**SUPPLIED RECORDS**.
——

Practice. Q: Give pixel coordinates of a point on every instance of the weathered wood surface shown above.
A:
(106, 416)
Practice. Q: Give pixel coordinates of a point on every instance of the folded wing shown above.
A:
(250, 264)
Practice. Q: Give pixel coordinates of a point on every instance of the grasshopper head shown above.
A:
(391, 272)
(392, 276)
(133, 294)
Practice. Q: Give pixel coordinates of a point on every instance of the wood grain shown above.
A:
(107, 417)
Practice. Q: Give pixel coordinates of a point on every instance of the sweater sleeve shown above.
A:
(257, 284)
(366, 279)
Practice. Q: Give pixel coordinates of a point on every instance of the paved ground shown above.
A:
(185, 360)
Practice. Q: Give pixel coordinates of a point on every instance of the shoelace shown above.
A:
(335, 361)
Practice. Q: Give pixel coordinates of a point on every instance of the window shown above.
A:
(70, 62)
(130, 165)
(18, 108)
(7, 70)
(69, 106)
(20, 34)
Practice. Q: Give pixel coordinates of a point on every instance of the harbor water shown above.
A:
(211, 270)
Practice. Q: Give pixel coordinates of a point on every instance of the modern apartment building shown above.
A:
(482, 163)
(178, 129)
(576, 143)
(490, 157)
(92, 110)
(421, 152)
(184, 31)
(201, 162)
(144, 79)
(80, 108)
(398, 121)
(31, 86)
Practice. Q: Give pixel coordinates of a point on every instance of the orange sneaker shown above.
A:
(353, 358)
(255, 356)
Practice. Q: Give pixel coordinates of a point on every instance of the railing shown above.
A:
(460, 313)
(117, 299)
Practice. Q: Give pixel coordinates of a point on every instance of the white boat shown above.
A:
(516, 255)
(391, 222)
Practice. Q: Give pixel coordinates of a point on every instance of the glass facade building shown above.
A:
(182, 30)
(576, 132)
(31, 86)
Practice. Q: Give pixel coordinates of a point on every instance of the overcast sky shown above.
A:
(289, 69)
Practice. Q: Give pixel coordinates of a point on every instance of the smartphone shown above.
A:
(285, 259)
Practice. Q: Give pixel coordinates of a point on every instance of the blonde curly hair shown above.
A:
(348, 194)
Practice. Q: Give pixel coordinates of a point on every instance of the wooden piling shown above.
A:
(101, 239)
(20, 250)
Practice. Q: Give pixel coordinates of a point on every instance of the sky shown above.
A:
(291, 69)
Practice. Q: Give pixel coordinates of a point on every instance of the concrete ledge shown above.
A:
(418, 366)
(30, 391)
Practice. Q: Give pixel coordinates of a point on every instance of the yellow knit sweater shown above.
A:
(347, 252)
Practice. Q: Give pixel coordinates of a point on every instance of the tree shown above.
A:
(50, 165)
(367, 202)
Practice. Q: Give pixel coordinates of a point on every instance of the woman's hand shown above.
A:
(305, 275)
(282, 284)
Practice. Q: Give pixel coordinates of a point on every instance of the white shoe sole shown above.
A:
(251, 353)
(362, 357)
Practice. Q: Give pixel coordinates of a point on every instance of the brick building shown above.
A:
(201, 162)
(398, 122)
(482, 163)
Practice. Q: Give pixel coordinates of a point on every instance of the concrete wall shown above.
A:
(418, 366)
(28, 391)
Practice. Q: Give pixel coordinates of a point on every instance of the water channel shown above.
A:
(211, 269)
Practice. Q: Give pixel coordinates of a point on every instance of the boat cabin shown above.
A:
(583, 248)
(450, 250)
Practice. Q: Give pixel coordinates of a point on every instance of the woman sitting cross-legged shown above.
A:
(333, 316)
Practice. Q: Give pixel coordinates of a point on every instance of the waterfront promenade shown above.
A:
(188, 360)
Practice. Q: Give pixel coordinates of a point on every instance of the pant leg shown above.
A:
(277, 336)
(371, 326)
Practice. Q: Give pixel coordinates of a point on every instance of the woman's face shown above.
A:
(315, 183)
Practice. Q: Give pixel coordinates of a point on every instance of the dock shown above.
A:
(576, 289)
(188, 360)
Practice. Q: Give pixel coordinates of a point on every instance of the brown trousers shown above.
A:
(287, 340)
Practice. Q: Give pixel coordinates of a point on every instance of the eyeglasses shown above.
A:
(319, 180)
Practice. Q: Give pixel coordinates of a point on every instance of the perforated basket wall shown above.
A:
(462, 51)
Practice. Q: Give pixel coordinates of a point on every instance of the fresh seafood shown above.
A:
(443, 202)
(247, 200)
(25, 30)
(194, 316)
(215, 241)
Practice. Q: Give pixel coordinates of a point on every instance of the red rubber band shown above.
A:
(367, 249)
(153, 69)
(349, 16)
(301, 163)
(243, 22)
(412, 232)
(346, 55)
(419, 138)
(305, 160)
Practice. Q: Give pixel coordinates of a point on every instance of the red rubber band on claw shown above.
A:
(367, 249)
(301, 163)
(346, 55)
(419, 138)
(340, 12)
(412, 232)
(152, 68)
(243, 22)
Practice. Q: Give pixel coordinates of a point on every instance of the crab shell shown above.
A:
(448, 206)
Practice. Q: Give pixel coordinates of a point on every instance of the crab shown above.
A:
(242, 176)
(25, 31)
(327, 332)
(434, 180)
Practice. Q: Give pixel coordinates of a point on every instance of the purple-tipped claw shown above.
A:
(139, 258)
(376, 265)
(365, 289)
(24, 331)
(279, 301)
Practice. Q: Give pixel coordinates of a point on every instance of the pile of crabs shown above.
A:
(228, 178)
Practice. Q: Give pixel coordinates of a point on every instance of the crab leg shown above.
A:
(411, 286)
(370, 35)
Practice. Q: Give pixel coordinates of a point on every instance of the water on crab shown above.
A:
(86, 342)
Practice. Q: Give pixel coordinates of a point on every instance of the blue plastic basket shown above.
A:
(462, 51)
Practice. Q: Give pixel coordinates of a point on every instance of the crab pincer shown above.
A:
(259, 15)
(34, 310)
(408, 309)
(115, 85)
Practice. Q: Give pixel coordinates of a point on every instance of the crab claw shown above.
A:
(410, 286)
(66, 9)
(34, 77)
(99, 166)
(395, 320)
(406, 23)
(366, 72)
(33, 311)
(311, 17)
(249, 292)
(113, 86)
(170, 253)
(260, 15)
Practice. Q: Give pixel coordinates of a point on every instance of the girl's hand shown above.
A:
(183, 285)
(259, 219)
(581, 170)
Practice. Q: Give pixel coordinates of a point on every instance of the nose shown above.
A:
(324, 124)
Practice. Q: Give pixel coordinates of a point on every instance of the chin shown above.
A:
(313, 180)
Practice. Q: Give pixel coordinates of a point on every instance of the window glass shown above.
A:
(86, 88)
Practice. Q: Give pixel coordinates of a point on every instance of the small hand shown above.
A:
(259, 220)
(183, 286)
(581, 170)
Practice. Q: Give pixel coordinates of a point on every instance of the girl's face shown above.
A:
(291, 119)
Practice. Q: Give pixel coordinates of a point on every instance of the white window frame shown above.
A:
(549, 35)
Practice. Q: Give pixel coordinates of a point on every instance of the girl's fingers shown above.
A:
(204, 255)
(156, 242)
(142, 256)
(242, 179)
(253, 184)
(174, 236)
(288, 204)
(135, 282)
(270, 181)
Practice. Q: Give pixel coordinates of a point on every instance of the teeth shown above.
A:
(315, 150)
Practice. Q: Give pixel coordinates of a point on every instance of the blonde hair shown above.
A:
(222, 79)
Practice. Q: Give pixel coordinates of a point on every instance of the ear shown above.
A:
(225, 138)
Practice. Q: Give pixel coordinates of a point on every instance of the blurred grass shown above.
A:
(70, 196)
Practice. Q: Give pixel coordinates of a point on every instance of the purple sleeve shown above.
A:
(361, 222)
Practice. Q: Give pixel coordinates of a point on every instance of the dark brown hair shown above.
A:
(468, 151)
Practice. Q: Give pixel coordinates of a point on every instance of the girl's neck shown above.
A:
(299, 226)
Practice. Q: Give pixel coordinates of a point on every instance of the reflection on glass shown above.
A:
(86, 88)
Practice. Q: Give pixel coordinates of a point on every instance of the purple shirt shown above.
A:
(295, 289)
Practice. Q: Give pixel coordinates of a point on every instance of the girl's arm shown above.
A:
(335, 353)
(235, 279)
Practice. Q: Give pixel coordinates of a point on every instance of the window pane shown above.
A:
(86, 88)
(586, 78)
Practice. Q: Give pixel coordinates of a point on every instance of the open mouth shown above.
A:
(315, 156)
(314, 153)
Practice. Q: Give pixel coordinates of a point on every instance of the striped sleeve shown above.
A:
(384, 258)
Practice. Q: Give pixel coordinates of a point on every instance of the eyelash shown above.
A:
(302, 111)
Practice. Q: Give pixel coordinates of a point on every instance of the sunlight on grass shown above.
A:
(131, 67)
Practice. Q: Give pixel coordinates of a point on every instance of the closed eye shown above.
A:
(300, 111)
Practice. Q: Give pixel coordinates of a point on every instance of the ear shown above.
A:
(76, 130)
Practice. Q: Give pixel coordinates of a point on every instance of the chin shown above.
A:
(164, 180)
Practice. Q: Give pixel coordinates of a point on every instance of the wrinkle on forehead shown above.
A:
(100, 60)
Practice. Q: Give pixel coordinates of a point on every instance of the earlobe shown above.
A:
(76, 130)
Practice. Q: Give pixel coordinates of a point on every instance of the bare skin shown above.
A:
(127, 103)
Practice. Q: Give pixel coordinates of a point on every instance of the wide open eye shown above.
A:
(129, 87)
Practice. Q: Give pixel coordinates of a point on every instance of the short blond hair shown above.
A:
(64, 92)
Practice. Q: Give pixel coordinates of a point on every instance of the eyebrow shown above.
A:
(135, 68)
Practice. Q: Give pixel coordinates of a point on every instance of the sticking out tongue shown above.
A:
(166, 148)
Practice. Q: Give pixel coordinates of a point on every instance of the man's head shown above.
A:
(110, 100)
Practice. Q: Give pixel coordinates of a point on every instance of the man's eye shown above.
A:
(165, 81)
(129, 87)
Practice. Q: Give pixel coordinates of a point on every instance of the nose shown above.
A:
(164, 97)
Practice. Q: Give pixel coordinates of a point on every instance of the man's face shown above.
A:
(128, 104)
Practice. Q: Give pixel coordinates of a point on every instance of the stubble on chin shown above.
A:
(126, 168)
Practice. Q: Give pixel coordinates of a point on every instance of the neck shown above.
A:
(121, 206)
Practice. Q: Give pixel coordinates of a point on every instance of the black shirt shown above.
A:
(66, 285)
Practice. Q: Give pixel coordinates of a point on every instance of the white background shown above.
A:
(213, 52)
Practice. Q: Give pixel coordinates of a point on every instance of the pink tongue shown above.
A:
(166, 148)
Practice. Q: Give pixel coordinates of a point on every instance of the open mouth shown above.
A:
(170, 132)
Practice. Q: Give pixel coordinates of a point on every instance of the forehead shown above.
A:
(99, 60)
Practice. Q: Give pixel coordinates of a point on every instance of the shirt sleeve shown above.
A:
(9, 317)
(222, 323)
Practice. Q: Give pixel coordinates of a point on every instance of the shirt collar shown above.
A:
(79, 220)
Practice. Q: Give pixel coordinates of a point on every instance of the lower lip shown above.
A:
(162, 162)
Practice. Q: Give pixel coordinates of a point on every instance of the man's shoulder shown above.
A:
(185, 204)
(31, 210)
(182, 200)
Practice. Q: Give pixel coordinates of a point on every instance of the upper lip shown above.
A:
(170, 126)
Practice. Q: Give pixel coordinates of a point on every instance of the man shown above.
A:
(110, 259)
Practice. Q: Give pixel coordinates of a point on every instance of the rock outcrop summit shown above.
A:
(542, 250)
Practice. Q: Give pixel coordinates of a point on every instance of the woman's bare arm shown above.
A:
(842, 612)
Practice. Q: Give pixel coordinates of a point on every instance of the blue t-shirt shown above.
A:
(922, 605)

——

**DESCRIPTION OF THE TASK**.
Look through the entries for lines containing the word "sweater" and return each one.

**SOLVED EXERCISE**.
Practice. Q: Give pixel coordinates of a point on every instance of the sweater sleeve shown above.
Practice. Q: Give pixel coordinates of a point on every instance of the yellow knit sweater shown above.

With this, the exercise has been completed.